**TASK GOAL:** What is needed is a copy of each line in the listing that contains "field".

**RECORDS FOR THIS TASK:**

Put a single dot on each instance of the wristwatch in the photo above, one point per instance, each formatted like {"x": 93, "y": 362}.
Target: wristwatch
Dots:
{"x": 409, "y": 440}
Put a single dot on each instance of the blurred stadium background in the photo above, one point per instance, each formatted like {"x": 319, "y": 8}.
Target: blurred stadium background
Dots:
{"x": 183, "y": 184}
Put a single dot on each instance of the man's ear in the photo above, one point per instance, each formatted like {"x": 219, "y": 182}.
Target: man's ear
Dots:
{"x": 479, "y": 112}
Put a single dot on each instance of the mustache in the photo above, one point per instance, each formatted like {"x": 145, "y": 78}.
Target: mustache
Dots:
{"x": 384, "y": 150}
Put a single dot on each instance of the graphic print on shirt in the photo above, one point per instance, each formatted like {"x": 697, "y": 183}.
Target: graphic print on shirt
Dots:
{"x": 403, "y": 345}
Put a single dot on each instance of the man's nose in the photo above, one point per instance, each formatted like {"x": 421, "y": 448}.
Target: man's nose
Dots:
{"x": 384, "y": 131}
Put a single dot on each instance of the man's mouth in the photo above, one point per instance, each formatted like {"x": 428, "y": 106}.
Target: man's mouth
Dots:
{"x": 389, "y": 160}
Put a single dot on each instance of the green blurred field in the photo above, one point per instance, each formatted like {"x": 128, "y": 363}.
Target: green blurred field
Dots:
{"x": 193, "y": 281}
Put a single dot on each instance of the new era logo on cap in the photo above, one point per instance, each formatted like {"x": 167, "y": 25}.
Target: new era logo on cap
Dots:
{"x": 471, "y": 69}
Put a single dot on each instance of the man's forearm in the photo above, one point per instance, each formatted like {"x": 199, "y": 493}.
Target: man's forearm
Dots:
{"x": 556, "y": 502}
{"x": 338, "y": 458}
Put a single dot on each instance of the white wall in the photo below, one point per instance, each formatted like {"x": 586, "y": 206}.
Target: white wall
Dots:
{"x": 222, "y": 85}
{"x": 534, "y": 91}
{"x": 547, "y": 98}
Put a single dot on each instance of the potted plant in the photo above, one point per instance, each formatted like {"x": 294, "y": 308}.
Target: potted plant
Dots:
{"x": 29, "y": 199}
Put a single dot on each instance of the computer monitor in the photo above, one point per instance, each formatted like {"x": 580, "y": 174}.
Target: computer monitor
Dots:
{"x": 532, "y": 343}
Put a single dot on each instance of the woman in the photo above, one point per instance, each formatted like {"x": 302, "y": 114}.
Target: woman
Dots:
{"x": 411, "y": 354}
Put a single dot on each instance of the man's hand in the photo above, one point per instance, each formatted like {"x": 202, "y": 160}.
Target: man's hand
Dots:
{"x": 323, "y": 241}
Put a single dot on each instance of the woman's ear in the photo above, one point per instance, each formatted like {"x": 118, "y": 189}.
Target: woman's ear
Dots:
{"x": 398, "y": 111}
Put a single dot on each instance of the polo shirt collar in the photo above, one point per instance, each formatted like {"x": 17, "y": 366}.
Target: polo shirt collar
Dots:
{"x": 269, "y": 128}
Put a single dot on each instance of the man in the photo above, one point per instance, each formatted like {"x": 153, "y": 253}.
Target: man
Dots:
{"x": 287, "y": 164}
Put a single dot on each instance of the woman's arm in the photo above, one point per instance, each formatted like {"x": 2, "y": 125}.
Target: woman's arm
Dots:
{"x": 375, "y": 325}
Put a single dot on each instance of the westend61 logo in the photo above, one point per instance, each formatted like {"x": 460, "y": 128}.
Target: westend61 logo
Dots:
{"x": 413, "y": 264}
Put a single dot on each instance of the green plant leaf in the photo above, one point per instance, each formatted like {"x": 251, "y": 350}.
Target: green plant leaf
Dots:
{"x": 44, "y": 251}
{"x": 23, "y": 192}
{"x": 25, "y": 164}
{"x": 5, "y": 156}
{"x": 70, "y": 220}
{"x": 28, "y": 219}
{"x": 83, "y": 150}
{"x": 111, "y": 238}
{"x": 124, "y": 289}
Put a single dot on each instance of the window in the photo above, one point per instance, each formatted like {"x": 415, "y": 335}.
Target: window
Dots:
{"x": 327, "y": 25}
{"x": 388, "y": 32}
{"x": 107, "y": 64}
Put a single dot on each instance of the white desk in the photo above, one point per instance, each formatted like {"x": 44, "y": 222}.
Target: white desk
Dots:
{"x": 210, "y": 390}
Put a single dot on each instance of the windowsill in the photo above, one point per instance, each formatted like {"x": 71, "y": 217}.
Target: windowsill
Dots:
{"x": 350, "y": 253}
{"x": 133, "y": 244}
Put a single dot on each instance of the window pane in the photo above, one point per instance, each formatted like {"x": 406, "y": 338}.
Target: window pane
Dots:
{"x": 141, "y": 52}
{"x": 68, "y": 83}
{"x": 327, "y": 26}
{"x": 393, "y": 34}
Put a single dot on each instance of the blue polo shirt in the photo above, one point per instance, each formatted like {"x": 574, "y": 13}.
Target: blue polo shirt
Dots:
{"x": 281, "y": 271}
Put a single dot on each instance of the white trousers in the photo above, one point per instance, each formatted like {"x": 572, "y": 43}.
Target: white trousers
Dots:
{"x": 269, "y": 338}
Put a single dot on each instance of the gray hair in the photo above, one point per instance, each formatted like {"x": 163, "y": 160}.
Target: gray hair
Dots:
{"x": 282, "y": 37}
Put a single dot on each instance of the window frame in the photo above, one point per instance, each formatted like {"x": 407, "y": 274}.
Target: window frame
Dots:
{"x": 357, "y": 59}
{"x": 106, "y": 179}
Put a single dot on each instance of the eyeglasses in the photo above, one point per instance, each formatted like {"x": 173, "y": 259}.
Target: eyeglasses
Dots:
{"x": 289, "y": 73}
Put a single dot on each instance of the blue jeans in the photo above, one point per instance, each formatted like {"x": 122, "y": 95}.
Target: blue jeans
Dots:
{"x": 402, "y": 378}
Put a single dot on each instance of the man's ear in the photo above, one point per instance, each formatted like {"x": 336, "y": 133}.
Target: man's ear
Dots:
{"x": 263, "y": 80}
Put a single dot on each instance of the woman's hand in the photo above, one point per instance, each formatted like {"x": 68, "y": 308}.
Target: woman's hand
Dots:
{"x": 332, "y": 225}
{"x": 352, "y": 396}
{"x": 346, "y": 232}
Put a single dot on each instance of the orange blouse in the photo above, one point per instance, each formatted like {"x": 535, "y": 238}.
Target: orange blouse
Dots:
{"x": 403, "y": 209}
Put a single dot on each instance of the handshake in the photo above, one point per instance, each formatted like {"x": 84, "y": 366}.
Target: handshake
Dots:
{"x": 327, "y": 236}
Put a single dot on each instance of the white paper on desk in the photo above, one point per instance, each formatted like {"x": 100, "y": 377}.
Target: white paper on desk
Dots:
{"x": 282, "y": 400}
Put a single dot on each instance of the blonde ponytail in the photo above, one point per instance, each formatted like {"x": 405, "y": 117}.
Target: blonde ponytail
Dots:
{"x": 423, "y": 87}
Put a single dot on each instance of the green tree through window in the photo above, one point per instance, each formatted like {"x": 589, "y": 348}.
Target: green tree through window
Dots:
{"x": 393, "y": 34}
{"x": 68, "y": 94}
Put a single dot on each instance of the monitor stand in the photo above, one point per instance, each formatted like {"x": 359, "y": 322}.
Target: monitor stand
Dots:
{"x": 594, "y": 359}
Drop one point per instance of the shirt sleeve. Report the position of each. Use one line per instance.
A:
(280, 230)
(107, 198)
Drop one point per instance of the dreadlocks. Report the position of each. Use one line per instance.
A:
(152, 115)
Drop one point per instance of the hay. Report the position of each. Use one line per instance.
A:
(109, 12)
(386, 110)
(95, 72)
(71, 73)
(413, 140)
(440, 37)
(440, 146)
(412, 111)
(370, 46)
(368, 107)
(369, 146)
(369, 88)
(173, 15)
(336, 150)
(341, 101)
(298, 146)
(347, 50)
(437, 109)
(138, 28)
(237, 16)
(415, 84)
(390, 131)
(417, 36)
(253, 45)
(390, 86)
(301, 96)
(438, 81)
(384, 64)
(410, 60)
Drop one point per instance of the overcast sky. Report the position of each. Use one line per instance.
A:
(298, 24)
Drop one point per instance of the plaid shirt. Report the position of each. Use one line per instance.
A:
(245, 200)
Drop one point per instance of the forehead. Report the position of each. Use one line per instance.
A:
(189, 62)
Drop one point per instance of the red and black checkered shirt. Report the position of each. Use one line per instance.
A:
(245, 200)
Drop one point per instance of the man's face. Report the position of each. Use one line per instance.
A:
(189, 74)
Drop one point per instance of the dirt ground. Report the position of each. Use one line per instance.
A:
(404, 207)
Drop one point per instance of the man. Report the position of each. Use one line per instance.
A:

**SOLUTION:**
Put a single dot on each instance of the green blurred field in the photo above, one point per instance, each formatted like {"x": 128, "y": 363}.
Target: green blurred field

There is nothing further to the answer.